I said that Angel is famous because he has no competition. Think back to before even Blaine was really well known. The person who brought magic back to the social consciousness was the Masked Magician.

How can that be? That shows you how bad and wrong our culture is.


Angel has been able to capture millions of fans around the world. He has his critics, just like every other well known celebrity in other industries. There are people who didn't like Michael Jackson, he's been made fun of plenty, but that doesn't mean he didn't have a great impact on music.

So on topic: Angel has an ability to be cool, relevent, and engaging to his audience. He can command a large audience, his style and edge appeals to a wide audience today.

What magicians do today doesn't work....as apparent by the showing at the David Letterman show. Great magicians, but completely irrelevent to connecting with the audience.

Bottom line: We all can learn from the body language, speaking style (not the lisp), pausing, movements, etc from Angel. I've learned a ton of that from Copperfield.

------------

» Goal
Could you print the text on Angel from "I said that" up to and including "impact on music."? The records have nothing to do with the text on Angel.

» Entries shown
------------

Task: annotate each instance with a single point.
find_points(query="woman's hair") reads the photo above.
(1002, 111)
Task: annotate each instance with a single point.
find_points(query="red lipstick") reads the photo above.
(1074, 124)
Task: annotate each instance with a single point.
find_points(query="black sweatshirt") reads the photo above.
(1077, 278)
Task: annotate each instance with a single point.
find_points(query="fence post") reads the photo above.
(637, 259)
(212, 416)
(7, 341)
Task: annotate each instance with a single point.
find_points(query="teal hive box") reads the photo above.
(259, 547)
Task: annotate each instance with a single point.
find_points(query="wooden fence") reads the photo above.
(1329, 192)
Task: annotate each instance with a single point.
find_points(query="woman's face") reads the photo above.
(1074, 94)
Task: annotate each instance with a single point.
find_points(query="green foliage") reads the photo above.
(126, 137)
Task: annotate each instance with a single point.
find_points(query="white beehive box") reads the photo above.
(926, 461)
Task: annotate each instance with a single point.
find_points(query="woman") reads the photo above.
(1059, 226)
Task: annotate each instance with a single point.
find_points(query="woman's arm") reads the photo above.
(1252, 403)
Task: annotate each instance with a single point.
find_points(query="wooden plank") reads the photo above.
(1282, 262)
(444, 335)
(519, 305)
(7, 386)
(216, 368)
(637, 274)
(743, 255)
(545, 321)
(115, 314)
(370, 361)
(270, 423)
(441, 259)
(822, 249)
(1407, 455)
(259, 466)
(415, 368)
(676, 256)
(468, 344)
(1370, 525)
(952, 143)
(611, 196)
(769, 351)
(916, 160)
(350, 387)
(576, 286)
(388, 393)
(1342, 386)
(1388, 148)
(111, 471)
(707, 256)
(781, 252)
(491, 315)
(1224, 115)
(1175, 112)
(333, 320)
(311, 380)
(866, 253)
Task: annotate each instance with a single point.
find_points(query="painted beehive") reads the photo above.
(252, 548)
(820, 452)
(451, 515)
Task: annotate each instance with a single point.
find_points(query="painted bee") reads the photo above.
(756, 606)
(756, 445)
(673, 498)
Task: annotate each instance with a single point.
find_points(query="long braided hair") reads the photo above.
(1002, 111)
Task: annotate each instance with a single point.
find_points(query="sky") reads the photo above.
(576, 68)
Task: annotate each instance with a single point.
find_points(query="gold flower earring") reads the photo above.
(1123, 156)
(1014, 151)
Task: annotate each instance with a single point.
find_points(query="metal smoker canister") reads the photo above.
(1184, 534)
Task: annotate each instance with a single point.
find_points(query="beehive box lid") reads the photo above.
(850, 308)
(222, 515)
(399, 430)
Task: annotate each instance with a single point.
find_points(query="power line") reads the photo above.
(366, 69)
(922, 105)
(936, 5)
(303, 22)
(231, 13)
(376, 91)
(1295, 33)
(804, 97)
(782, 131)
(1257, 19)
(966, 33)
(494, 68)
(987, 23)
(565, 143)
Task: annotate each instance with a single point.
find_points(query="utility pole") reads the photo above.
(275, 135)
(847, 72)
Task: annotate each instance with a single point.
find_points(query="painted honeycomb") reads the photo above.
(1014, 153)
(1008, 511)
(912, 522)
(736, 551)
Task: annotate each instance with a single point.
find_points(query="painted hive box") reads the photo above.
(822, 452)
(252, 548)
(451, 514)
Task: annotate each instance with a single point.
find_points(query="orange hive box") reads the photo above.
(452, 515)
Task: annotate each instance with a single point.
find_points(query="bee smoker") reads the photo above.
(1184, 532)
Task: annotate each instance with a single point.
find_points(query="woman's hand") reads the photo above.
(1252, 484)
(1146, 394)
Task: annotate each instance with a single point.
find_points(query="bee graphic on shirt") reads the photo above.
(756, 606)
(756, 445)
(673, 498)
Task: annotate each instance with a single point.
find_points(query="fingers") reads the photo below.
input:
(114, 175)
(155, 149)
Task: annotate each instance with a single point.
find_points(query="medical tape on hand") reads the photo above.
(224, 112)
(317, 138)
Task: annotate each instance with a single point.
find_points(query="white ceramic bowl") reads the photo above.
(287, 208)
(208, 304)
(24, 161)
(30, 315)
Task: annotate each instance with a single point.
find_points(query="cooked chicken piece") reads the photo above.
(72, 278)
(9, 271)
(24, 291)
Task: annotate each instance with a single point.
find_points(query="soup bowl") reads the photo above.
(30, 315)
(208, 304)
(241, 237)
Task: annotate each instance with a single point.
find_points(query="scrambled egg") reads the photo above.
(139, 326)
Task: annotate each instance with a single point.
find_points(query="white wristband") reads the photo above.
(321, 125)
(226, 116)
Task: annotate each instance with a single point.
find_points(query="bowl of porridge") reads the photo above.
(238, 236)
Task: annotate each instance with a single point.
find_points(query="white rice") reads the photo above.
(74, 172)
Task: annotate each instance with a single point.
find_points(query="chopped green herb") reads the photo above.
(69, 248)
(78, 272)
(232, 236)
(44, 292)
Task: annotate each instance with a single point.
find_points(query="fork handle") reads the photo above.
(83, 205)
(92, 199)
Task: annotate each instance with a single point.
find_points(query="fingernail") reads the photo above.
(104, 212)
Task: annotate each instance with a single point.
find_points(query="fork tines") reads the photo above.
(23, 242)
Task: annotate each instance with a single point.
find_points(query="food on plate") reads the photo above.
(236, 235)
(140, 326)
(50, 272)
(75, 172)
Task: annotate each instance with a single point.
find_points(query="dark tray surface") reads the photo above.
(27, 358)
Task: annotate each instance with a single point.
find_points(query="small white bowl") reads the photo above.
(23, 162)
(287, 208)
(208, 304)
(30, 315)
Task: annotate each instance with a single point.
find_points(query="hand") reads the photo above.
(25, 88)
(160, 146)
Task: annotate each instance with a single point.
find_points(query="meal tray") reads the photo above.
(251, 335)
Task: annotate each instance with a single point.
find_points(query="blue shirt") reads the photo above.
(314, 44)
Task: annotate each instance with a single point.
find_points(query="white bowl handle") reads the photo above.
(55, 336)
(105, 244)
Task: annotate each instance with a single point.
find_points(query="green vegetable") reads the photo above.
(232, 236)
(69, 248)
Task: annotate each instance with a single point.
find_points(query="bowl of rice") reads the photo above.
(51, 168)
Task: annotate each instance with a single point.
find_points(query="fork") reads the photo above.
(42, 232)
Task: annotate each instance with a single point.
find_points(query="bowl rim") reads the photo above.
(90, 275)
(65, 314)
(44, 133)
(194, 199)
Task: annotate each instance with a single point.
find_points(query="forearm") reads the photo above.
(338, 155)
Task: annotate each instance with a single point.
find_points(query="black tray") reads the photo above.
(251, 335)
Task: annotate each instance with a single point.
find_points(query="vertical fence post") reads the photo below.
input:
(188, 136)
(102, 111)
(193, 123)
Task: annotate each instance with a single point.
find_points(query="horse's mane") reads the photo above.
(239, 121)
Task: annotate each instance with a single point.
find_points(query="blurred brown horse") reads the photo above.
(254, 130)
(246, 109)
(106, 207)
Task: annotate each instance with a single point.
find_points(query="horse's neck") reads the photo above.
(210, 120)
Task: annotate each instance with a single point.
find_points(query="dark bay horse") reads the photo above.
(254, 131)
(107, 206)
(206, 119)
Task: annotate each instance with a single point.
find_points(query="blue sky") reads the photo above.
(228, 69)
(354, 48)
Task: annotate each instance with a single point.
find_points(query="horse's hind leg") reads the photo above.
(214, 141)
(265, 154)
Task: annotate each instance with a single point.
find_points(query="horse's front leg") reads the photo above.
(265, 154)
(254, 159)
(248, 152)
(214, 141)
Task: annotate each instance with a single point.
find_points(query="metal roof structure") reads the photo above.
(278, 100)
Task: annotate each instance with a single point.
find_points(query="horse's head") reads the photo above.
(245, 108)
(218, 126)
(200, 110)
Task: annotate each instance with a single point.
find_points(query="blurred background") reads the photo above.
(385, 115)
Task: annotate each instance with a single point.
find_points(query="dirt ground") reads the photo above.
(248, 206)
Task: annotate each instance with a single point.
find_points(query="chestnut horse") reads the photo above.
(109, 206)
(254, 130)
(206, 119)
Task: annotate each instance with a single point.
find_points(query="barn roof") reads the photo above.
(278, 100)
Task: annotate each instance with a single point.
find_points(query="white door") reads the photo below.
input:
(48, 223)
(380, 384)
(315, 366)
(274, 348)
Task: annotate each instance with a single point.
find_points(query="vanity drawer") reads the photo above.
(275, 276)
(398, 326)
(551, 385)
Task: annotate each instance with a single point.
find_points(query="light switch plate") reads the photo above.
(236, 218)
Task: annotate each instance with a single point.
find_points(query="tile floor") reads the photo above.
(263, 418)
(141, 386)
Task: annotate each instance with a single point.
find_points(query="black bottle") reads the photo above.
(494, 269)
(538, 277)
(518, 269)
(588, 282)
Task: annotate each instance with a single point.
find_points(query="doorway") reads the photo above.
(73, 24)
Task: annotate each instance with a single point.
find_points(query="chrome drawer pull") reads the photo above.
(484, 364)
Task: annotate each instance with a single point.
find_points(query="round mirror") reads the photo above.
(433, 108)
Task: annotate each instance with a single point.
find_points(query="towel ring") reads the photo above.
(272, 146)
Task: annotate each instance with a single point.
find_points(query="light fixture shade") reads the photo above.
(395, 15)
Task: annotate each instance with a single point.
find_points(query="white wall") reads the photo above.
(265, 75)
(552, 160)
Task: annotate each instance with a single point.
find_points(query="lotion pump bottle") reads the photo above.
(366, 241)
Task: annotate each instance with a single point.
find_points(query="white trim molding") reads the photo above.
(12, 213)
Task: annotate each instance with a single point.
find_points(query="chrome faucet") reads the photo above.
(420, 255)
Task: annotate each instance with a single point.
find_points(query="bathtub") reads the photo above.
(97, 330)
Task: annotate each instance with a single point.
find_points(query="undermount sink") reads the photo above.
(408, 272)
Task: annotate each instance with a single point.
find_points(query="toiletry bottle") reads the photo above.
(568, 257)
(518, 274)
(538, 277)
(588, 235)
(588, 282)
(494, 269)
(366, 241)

------------

» Problem solution
I said that Angel is famous because he has no competition. Think back to before even Blaine was really well known. The person who brought magic back to the social consciousness was the Masked Magician.

How can that be? That shows you how bad and wrong our culture is.


Angel has been able to capture millions of fans around the world. He has his critics, just like every other well known celebrity in other industries. There are people who didn't like Michael Jackson, he's been made fun of plenty, but that doesn't mean he didn't have a great impact on music.